AAFSC’s arts programs provide a space free from expectations — parental, cultural, or otherwise. “It’s really empowering to see the girls let loose,” says Esraa Saleh, Youth Program Assistant Coordinator, and director of the burgeoning AYWA! initiative, an acronym for Audacious Young Women of Action (AYWA!). Aywa!, meaning “yes!” in Arabic, facilitates a variety of activities throughout the year focused on female leaderships, self-expression, and empowerment, including a podcast, which is currently in development. “Here the girls know they can express themselves freely without internalizing a lot of the things that we’ve grown up with.” The young women who participate in AYWA! programming confront power structures on two levels: they discuss issues they face within their community, such as parental or cultural expectations, and the anti-Muslim bigotry they encounter from mainstream culture.

In AAFSCs Traditional Arts programming, social justice is a key focus point: through this program, students are encourage to reclaim control over how their culture is represented. Even in a place as culturally mosaiced as New York, this can be an issue. One can see all types of great concerts, featuring any number of artists from all over the world. But often as not, the performers and the people who create the music lack control over how and where they are represented. “I think this is an important problem for the students to address,” Saleh says. “Many of the performers and musicians are people from our communities, and it’s important for us to harness the power and control over how we express ourselves musically and artistically, without feeling like it’s sabotaged, essentialized, or colonized.”

To that end, as of 2017, the Center has incorporated project-based learning into the Traditional Arts initiative, which will help build the students’ leadership skills. Through the program, students will organize and run a summer youth folklore festival showcasing music and dance performed by fellow participants. Here the students can present and represent themselves as they would like to be seen in the context of the neighborhood, the city, and the world. As a significant corollary, part of the festival’s purpose is to be an intercultural education initiative, the Center hopes to support their students in sharing traditional Arabic culture with the broader community.

Information shown:
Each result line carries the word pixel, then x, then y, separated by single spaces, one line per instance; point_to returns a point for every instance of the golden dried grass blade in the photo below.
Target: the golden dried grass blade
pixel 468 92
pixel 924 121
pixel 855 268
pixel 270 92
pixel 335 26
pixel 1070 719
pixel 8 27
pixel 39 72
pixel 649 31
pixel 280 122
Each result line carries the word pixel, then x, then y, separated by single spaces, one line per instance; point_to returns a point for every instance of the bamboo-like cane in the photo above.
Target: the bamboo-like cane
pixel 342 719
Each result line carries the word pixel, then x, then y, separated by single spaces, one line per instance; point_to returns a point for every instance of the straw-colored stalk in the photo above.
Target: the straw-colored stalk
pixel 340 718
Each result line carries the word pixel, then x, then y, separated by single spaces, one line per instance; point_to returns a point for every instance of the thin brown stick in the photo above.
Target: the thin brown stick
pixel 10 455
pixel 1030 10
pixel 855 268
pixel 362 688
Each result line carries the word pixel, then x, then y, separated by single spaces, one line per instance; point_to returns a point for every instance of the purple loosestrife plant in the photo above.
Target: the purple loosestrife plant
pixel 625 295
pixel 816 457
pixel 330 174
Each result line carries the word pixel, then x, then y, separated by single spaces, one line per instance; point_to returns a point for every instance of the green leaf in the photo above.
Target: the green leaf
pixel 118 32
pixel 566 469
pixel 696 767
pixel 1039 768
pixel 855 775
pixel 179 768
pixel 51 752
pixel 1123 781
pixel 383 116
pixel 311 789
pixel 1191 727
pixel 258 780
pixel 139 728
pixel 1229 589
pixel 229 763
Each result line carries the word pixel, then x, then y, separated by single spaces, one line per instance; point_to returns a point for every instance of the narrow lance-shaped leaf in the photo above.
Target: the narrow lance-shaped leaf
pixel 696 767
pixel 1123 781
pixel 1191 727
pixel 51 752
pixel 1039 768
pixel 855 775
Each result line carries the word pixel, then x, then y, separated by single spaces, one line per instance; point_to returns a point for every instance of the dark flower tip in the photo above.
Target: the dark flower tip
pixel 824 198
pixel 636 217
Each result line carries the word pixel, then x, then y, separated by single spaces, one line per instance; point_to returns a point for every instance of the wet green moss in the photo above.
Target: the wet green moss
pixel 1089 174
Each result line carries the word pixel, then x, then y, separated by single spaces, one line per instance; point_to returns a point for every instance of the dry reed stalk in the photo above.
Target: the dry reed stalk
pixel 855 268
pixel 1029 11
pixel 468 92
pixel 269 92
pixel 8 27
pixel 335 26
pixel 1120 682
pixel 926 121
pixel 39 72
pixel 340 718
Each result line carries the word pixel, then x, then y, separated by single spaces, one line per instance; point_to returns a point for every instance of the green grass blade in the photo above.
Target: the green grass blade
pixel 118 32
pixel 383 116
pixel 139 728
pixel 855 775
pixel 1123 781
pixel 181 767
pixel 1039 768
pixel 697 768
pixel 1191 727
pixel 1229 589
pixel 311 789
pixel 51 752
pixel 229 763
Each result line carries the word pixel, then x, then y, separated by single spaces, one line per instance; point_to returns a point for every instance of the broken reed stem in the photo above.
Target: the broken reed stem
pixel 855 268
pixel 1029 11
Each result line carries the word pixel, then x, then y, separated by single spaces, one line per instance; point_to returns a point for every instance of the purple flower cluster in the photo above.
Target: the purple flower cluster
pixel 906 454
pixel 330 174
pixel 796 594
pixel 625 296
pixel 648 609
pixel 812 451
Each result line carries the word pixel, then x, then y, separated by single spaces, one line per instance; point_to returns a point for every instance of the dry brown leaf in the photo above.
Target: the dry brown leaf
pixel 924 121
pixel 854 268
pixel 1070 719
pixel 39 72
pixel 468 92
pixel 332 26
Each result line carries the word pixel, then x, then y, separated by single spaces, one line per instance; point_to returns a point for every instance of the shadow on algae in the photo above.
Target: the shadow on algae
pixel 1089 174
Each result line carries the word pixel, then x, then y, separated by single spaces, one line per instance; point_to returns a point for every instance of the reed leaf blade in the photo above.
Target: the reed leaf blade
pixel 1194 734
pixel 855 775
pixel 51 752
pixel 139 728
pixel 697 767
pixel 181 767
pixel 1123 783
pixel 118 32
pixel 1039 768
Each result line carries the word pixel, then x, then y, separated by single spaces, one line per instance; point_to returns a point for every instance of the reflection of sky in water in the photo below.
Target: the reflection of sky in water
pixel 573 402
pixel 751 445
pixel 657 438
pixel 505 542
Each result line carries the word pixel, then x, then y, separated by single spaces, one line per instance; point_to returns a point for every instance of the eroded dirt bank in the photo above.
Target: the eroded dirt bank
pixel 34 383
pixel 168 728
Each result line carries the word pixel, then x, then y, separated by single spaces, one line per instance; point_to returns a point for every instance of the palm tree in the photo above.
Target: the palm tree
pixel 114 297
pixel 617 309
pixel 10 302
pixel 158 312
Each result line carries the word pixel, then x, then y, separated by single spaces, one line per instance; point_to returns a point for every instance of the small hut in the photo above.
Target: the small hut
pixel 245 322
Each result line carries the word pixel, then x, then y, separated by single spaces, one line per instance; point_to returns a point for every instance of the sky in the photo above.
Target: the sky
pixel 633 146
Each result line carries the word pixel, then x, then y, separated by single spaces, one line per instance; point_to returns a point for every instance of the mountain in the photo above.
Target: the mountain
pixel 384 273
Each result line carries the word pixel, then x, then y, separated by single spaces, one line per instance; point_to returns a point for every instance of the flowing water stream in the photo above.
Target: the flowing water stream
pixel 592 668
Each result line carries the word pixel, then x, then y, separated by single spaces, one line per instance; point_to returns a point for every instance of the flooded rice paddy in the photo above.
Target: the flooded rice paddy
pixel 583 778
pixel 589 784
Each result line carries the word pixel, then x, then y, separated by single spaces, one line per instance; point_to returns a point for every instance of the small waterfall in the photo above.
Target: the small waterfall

Exercise details:
Continue the passage about AAFSC's arts programs, starting right after its last sentence.

Output for this task:
In addition to the Traditional Arts program, AAFSC runs an impressive participatory youth media program called I Need To Be Heard!, through which students write, direct, produce, and act in short films addressing issues they face as young Arab, Middle Eastern, Muslim, and South Asian immigrants in New York City. Kids as young as elementary school can join the program, which is run in partnership with The New School. In late 2016, elementary school-age participants filmed a mock debate between Hillary Clinton and Donald Trump. “It was actually really funny,” Saleh laughs. “They usually make really funny things because it’s a means for them to have control over how they talk about an issue like their families, or parents being strict, or sexism in schools. There have been lots of great videos about topics that are difficult even for adults to discuss, like Islamophobia.” The students use film to replicate incidents that they have experienced or witnessed, and although the vignettes are technically fictional, the situations that are close to the students’ daily lives and concerns. The films — strikingly mature, thoughtful, and, quite funny — are available to view on the Center’s website.

Although founded to assist New York’s Arab American communities, all of AAFSC’s services are free and open to anyone who needs them. “We have a very diverse fellowship in our adult education program,” Deputy Executive Director Qureshi said. “We’ve had West African students, Hispanic students, Chinese students. We have a Tibetan monk who comes in robes. So it’s a wonderful mix of cultures, and they build bridges and they learn about each other’s stories, and they build this community.”